*EXCERPTED PASSAGE*:
-------
Can't enter CARP Maintenance Mode
-
Hi
I detect a little problem on master server in cluster. Version 2.3.2 and 2.3.2-1 (after update).ย When I press "Enter persistent CARP maintenance mode" on master server, master role not moved to secondary server. Button changed to "Leave Persistent CARP Maintenance Mode", but all interfaces stay in MASTER mode on master server (and BACKUP on backup server). In general log (on both servers) I not see any events about transfer roles.
But role successfully moved between servers when "Temporarily Disable CARP", or when master server down or reboot.CARP traffic walk between servers - I check it with tcpdump.
Is it a cluster problem, or webGUI? How I can check it?
-
That can happen if your secondary has demoted itself for some reason (e.g. interface with a CARP VIP enabled is unplugged).
Putting the primary into maintenance mode only tells it to use a higher skew. If the secondary isn't taking over, it's because it's transmitting even slower for some reason or another.
Make sure the status is actually "master" on all VIPs on the primary and "backup" on all VIPs on the secondary. If any are in "init" state for example, then it won't work properly as the system showing a VIP in init or blank state would (correctly) believe it has a problem.
-
That can happen if your secondary has demoted itself for some reason (e.g. interface with a CARP VIP enabled is unplugged).
Secondary server get master status and work normally when master shut down or "Temporary disable CARP". So, all interfaces plugged, configured, function.
@jimp:Putting the primary into maintenance mode only tells it to use a higher skew. If the secondary isn't taking over, it's because it's transmitting even slower for some reason or another.
How I can check this skew level? Before and after "Enter maintenance mode"?
-------
*SET EXERCISE*: Write out the stretch of the CARP maintenance mode thread from "Can't enter CARP" through "can check it?". The records that come next have no connection to the CARP maintenance mode thread.
-------
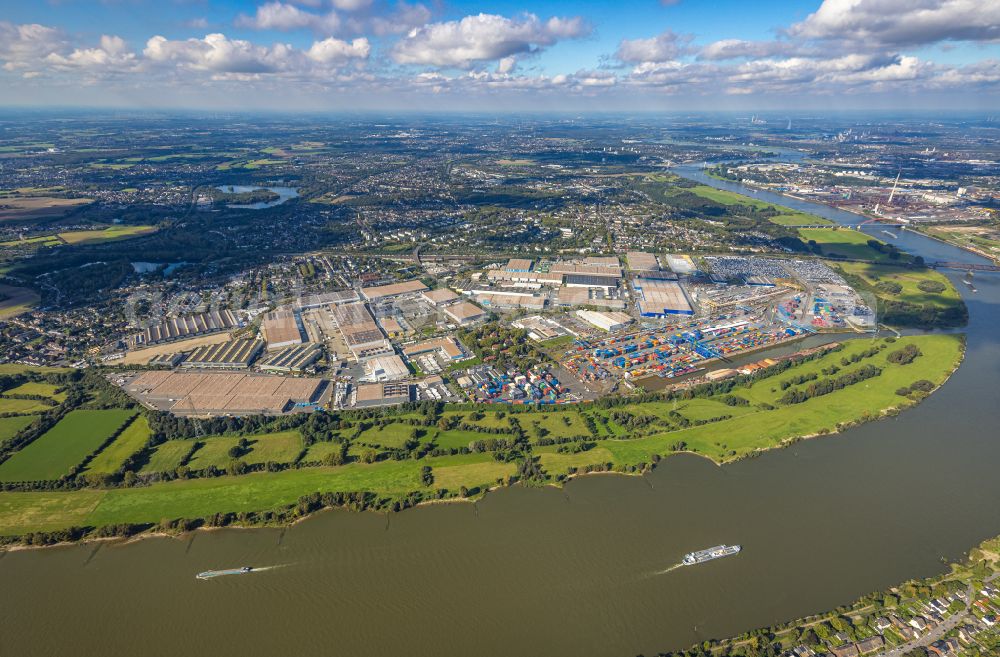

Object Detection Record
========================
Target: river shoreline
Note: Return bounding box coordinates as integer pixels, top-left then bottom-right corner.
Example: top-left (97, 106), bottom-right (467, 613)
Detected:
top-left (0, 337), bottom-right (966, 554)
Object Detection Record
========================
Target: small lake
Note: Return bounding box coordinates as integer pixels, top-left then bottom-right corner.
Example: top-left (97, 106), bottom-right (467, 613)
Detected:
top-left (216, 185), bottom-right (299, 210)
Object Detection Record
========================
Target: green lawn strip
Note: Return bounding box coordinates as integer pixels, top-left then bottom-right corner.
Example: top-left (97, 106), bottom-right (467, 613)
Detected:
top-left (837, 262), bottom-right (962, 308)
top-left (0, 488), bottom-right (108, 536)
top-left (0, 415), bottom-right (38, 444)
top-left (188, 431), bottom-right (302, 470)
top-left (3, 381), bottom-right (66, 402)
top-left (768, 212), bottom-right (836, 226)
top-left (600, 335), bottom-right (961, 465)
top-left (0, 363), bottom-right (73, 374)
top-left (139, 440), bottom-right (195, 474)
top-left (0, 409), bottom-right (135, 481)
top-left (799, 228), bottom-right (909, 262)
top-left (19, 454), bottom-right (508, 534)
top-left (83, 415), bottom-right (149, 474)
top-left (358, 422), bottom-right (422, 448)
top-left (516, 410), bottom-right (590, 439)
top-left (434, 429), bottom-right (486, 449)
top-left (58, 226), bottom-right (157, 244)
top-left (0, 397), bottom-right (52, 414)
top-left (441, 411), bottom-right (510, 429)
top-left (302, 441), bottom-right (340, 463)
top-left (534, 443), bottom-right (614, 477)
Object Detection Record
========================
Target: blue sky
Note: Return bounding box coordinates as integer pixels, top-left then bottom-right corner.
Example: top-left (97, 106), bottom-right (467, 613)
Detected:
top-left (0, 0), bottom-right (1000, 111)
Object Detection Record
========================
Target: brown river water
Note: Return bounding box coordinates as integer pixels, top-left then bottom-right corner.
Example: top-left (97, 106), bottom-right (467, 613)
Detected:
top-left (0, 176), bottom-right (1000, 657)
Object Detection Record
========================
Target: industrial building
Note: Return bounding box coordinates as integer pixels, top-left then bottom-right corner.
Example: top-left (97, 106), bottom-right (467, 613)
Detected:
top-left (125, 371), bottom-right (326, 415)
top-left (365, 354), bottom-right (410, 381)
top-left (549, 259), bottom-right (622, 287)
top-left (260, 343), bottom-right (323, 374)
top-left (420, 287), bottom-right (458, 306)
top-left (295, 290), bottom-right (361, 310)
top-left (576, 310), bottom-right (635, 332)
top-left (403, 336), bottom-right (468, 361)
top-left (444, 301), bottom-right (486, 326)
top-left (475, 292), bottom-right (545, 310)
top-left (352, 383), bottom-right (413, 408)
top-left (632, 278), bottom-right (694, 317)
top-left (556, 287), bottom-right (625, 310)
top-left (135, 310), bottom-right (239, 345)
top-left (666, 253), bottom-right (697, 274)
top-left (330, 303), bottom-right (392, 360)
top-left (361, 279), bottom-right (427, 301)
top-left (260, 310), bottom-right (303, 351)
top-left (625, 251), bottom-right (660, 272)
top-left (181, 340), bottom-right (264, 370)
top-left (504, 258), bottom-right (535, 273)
-------
*EXERCISE RESULT*:
Can't enter CARP Maintenance Mode
-
Hi
I detect a little problem on master server in cluster. Version 2.3.2 and 2.3.2-1 (after update).ย When I press "Enter persistent CARP maintenance mode" on master server, master role not moved to secondary server. Button changed to "Leave Persistent CARP Maintenance Mode", but all interfaces stay in MASTER mode on master server (and BACKUP on backup server). In general log (on both servers) I not see any events about transfer roles.
But role successfully moved between servers when "Temporarily Disable CARP", or when master server down or reboot.CARP traffic walk between servers - I check it with tcpdump.
Is it a cluster problem, or webGUI? How I can check it?